▶ Directive
Can you write out the lines of the listing from the one holding "Query: smiling face" through the end of the listing, both ends included, adding -49 to every coordinate value in the answers and leaving out the pictures?

Items from a data source
# # #

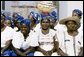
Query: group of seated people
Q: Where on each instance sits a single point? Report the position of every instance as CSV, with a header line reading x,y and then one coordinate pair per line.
x,y
48,36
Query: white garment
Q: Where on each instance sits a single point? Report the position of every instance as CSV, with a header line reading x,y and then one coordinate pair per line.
x,y
70,45
6,35
19,41
37,53
46,41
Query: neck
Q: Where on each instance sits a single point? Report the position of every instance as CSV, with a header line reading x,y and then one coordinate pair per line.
x,y
72,33
45,31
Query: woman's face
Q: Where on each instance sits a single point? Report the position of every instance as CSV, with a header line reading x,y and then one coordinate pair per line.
x,y
71,25
45,24
7,23
52,23
24,29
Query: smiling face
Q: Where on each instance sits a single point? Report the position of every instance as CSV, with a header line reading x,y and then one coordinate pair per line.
x,y
45,23
24,29
7,23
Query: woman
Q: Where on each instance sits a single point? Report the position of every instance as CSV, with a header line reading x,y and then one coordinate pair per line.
x,y
20,40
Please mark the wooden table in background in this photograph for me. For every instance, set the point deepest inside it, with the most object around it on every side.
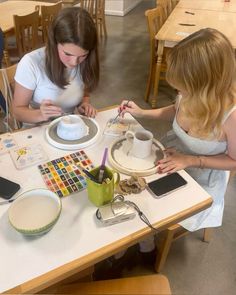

# # #

▶ Response to the task
Query: smiling face
Q: Where on each instance sits a single point? Report the position of every instance as CSV, with a header line reading x,y and then one coordinate pair per line.
x,y
-4,-26
-25,-20
-42,-26
Query: woman
Q: Where on each instance sits a single point? Report the position of every instance as CSV, with a header line reading x,y and then one coordinate pair per line.
x,y
-29,-9
Please mark the wooden table in background in this photograph for me. For every instance, set the point deepest inside it, with the most object around it on every side.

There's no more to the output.